[Stored dataset items]
'''
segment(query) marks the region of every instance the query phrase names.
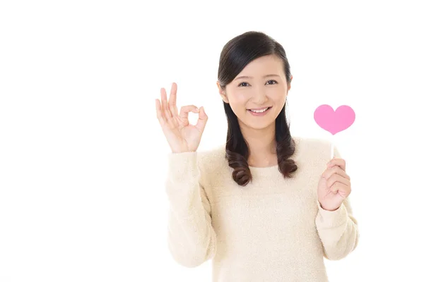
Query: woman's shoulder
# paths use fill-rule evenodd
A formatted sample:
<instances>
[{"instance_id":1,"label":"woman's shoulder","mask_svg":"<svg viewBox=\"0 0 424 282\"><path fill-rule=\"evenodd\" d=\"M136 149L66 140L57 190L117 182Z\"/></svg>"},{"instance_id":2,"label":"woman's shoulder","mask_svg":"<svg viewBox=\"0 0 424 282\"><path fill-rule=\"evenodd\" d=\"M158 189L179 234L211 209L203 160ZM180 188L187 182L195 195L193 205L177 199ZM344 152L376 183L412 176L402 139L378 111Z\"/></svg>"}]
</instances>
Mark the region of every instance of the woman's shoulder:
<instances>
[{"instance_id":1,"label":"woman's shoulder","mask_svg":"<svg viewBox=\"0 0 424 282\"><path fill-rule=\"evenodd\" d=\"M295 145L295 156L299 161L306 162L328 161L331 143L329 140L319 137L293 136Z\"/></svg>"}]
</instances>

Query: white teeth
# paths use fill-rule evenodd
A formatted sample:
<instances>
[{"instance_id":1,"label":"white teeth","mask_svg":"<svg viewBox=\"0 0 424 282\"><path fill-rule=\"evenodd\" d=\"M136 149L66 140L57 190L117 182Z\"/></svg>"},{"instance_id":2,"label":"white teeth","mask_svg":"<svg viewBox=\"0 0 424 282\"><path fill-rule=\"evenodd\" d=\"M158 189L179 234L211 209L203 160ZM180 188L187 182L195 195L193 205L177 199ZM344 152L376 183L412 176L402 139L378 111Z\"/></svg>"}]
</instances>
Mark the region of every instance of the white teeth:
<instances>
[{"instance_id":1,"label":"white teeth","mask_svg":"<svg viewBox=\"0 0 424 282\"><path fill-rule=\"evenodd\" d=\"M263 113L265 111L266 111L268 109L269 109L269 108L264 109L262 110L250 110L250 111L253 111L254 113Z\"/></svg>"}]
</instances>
'''
'''
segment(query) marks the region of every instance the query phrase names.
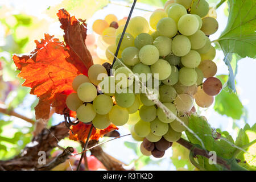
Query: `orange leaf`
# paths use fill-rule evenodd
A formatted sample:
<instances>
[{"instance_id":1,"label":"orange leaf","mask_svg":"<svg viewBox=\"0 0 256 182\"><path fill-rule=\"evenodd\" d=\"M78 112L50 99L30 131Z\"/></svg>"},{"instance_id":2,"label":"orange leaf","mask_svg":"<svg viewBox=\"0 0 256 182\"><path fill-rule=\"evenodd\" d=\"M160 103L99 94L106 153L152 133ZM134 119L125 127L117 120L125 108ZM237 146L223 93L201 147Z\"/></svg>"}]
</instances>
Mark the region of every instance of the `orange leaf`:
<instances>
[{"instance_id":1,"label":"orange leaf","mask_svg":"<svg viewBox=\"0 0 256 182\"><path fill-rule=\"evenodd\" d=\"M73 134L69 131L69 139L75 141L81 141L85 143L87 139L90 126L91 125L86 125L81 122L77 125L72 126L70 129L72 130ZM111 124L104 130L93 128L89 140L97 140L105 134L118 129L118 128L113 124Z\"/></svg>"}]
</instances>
'''
'''
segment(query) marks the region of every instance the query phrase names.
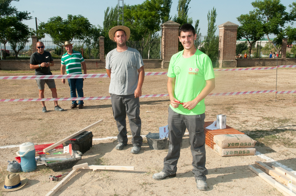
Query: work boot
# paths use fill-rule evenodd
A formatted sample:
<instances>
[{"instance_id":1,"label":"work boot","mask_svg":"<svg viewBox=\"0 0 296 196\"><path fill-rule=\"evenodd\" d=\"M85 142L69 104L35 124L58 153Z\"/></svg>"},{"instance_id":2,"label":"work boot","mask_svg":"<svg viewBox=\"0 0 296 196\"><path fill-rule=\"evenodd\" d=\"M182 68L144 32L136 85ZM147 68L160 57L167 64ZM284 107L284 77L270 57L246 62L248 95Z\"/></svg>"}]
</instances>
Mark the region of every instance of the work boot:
'''
**Stated task**: Gather every line of the listing above that contains the string "work", treating uppercase and lowercase letters as distinct.

**Answer to the task**:
Query: work boot
[{"instance_id":1,"label":"work boot","mask_svg":"<svg viewBox=\"0 0 296 196\"><path fill-rule=\"evenodd\" d=\"M85 142L69 104L35 124L58 153Z\"/></svg>"},{"instance_id":2,"label":"work boot","mask_svg":"<svg viewBox=\"0 0 296 196\"><path fill-rule=\"evenodd\" d=\"M182 68L144 32L136 85ZM147 68L160 57L167 64ZM284 107L284 77L270 57L246 62L248 95Z\"/></svg>"}]
Mark the region of every instance of the work boot:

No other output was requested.